Work item
All lines of the records below that contain the word "bubble" must be listed.

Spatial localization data
=== Begin Enclosure ===

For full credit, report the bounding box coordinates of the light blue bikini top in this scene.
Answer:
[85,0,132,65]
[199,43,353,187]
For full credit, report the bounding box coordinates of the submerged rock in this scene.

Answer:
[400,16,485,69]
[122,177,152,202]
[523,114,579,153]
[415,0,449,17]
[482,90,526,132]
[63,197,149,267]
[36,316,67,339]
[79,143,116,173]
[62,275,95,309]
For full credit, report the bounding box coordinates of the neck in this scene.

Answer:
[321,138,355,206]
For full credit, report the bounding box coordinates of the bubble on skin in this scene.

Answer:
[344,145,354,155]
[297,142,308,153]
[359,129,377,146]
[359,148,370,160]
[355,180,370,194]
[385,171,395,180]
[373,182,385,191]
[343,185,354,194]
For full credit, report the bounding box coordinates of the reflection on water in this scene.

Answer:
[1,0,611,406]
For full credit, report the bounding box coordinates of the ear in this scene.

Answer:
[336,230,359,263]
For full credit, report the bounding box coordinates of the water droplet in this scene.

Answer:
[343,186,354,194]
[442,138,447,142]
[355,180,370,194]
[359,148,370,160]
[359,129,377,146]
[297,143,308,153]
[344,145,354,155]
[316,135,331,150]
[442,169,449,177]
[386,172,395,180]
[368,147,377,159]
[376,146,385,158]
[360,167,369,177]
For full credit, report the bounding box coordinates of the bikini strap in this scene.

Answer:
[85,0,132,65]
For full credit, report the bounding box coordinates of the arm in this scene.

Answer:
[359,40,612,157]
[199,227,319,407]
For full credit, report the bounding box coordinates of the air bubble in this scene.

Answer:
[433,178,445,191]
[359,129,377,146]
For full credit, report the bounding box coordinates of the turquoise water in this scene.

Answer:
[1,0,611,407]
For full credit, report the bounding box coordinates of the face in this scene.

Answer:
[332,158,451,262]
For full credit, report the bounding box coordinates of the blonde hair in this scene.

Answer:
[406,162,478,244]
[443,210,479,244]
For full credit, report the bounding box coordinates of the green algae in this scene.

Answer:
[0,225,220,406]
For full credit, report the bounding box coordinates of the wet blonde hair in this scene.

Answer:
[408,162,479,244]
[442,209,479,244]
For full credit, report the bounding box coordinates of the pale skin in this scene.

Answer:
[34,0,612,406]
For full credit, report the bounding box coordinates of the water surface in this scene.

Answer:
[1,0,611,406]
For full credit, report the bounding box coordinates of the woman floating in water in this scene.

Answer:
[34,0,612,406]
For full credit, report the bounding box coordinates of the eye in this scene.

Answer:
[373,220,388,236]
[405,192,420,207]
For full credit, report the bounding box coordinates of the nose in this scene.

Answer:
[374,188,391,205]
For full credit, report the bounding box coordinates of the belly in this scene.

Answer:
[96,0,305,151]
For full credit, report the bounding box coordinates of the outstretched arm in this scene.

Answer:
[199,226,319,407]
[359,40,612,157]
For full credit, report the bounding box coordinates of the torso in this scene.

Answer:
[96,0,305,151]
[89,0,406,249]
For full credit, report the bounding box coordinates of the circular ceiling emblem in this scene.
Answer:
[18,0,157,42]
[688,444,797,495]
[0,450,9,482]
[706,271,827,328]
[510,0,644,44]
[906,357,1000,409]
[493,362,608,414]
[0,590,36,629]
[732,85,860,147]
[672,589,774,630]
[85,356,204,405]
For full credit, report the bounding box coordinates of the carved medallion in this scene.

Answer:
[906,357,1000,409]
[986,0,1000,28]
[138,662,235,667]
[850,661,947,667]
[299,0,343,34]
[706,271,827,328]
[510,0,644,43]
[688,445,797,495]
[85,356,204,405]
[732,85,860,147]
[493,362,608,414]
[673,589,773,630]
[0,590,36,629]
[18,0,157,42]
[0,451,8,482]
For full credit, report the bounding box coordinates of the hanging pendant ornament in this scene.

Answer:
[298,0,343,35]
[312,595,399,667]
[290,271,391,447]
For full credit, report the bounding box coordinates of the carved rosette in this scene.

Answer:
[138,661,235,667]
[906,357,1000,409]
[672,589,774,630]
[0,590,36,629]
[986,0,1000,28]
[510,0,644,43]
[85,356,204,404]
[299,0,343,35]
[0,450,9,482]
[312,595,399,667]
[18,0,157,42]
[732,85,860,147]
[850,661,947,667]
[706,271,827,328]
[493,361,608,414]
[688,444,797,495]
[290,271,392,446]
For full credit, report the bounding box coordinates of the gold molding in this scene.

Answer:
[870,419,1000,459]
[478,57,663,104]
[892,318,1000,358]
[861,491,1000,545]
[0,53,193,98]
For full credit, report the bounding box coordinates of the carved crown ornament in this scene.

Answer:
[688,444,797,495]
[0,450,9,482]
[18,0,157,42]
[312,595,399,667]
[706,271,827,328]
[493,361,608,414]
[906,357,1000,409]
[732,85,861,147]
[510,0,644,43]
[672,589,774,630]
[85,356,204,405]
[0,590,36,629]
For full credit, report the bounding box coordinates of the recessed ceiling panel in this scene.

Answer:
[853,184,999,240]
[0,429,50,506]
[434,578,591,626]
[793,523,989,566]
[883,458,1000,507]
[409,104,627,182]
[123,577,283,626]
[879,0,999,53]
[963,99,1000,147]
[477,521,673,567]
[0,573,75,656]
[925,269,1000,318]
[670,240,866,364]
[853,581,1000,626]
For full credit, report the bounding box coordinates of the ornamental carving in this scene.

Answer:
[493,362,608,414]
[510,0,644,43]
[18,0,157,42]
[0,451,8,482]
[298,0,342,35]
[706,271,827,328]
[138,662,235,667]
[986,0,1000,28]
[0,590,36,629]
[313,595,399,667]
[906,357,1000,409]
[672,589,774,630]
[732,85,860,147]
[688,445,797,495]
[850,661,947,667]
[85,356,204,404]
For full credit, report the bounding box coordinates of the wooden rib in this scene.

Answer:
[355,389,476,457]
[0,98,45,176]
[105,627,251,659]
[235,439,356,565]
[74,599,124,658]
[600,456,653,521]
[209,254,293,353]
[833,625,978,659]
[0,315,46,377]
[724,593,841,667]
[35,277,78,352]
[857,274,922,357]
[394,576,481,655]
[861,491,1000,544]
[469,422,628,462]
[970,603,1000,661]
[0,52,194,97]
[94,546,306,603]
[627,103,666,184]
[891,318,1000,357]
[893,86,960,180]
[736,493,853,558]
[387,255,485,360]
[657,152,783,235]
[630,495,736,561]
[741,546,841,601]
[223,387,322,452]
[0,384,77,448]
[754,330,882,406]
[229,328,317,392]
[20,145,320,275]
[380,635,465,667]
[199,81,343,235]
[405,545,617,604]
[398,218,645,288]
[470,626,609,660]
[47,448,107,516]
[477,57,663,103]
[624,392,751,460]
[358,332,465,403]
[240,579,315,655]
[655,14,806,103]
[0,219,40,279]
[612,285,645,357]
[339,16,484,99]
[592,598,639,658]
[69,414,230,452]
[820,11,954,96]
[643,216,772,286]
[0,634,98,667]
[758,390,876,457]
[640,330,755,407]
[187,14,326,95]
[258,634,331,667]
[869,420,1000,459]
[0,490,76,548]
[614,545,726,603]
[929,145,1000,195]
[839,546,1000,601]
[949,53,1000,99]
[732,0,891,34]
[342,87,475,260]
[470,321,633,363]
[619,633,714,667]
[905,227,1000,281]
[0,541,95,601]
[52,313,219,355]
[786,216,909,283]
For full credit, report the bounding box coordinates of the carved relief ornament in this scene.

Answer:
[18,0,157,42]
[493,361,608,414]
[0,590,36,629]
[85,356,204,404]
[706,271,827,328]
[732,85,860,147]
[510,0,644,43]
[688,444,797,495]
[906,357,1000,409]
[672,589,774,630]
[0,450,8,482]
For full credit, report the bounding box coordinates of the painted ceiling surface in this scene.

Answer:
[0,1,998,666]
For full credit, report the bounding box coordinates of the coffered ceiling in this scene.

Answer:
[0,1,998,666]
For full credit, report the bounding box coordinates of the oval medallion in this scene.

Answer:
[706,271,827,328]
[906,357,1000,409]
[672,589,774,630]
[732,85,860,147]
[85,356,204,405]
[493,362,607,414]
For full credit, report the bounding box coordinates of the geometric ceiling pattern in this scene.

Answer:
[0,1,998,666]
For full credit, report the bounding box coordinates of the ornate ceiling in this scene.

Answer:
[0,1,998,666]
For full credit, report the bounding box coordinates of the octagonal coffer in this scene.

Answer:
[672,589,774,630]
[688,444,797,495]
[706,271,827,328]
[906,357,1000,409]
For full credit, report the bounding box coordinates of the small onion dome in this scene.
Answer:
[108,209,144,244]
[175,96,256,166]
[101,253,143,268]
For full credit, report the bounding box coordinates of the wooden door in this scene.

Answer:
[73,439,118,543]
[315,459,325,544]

=== End Enclosure ===
=== Begin Enclosure ===

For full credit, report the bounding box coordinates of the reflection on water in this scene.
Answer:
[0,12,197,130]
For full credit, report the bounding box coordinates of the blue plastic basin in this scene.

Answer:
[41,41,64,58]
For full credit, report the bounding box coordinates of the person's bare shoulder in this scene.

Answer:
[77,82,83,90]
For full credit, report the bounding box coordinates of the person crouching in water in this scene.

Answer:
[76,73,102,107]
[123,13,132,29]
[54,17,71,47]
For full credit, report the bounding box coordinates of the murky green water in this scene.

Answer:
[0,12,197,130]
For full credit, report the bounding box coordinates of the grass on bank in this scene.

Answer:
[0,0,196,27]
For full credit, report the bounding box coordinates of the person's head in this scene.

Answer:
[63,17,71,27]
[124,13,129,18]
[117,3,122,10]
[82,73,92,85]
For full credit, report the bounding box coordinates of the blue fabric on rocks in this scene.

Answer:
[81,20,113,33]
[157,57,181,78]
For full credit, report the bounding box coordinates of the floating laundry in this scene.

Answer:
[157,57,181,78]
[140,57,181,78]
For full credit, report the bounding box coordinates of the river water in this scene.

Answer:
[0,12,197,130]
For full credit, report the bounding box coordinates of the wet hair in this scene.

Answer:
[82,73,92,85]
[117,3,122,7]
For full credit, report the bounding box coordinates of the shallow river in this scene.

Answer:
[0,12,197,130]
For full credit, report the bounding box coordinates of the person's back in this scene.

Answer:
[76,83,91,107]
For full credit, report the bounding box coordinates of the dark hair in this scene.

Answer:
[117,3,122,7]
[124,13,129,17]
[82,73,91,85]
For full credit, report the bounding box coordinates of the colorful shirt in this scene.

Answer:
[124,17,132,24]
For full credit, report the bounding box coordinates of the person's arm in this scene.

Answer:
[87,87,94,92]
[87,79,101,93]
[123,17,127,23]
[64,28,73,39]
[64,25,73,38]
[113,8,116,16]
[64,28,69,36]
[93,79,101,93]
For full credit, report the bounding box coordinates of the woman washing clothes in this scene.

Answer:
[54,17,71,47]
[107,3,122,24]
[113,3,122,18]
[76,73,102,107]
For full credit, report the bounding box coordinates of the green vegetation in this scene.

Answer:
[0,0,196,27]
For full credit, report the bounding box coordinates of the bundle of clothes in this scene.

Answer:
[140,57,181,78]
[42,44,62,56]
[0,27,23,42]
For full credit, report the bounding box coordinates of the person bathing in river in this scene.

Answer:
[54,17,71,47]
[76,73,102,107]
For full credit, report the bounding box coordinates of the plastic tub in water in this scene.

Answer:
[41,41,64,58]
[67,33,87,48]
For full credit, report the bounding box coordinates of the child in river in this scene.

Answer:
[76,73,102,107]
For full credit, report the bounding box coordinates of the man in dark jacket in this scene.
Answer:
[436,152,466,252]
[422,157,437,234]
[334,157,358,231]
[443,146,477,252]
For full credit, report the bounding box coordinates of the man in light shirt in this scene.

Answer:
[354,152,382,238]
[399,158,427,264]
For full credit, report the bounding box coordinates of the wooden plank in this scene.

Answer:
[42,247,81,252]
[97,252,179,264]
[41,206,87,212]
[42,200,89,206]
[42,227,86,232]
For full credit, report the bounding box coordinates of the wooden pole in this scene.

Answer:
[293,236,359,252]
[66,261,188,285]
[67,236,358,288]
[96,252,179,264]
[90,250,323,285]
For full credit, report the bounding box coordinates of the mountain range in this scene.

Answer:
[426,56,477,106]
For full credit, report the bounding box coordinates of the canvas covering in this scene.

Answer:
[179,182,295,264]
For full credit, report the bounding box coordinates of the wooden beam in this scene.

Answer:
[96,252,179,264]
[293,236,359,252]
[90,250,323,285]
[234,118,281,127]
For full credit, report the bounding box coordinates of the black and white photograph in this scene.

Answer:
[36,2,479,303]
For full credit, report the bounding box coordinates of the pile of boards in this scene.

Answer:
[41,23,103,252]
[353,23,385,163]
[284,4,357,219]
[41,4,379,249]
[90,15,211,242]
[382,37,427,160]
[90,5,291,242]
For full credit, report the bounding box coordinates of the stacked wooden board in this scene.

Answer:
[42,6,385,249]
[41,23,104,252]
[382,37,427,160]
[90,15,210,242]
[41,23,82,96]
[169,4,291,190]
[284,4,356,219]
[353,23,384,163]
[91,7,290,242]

=== End Enclosure ===

Answer area
For full credit, report the bounding box coordinates of the bubble on skin in this scene.
For full credit, report the bounding box coordinates of the air bubble in this scene.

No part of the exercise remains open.